YOUR GOAL
Copy out everything from "Scientific classification" down to "collegalensis (Beddome, 1870)" in the gecko text below, word for word.

Scientific classification
- Kingdom: Animalia
- Phylum: Chordata
- Class: Reptilia
- Order: Squamata
- Suborder: Gekkota
- Family: Gekkonidae
- Genus: Cyrtodactylus
- Species: C. collegalensis
- Binomial name: Cyrtodactylus collegalensis (Beddome, 1870)
- Synonyms: Geckoella collegalensis Cyrtodactylus nebulosus (part)

= Cyrtodactylus collegalensis =

- Genus: Cyrtodactylus
- Species: collegalensis
- Authority: (Beddome, 1870)
- Conservation status: LC
- Synonyms: Geckoella collegalensis, Cyrtodactylus nebulosus (part)

Species of lizard

Cyrtodactylus collegalensis, also known as the Kollegal ground gecko or forest spotted gecko, is a species of gecko found in and around Mysore hills, at the junction of the Western Ghats and the Eastern Ghats, in South India. Recent taxonomic works and genetic studies revealed that the formerly-supposed genus is actually a subgenus of the widespread genus Cyrtodactylus. It is often confused with the forest spotted gecko (Cyrtodactylus speciosus).

GIVEN ENTRIES

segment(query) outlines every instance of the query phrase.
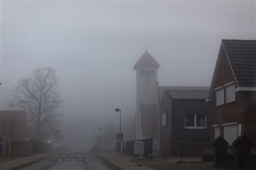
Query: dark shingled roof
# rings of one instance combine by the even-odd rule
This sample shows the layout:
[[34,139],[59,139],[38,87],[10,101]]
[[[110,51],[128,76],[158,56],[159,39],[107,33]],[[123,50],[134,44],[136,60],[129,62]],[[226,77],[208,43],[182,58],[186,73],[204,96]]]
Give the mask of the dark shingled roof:
[[[193,88],[194,87],[194,88]],[[167,95],[173,99],[205,99],[209,94],[209,87],[190,87],[186,90],[171,90],[166,91]],[[194,89],[193,89],[194,88]]]
[[137,69],[137,66],[138,65],[155,65],[156,66],[157,69],[160,66],[157,63],[157,61],[153,58],[147,51],[146,51],[138,61],[135,64],[133,67],[133,69]]
[[238,87],[256,87],[256,41],[222,41]]

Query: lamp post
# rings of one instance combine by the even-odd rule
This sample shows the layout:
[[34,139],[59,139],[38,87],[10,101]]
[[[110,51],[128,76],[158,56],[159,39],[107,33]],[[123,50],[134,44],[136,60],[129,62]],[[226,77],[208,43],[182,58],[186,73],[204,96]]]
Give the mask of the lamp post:
[[99,130],[100,130],[100,137],[101,137],[101,128],[98,128],[98,129]]
[[[119,108],[116,108],[115,110],[117,112],[118,112],[119,111],[120,112],[119,134],[121,135],[121,110]],[[119,156],[121,157],[121,140],[119,140],[119,141],[120,142],[120,152],[119,152]]]
[[102,146],[102,143],[103,142],[103,140],[102,140],[102,136],[101,136],[101,128],[98,128],[98,130],[100,130],[100,146],[99,146],[99,147],[100,147],[100,151],[102,151],[102,149],[102,149],[102,148],[101,146]]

ANSWER BELOW
Scientific classification
- Kingdom: Animalia
- Phylum: Chordata
- Class: Reptilia
- Order: Squamata
- Suborder: Gekkota
- Family: Gekkonidae
- Genus: Cyrtodactylus
- Species: C. collegalensis
- Binomial name: Cyrtodactylus collegalensis (Beddome, 1870)